== Input

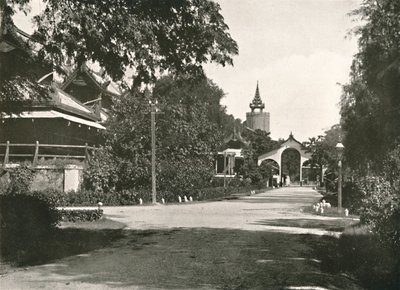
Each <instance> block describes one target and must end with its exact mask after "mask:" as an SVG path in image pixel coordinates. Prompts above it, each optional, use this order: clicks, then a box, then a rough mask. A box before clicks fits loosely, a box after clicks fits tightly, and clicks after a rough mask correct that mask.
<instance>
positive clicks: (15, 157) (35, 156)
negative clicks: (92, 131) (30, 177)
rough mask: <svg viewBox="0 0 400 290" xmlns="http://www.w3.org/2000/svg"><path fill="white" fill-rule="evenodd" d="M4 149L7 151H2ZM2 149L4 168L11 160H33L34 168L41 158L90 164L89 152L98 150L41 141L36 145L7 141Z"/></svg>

====

§ Work to complete
Word for word, copy every line of the data, excluding any pictures.

§ Solution
Each <instance> block describes one target and must end with its exact mask after "mask:" as an SVG path in image pixel coordinates. Prompts above it, each optional, use this order: clicks, then a box, then a rough mask. A box before clicks fits loosely, a box after clicks fits tightly, and clicks after a rough mask correct that mask.
<instance>
positive clicks: (15, 157) (35, 156)
negative clicks: (92, 131) (30, 177)
rough mask: <svg viewBox="0 0 400 290" xmlns="http://www.w3.org/2000/svg"><path fill="white" fill-rule="evenodd" d="M4 149L7 151H2ZM2 149L4 168L11 160H33L34 168L41 158L90 164L89 152L98 150L41 141L36 145L7 141Z"/></svg>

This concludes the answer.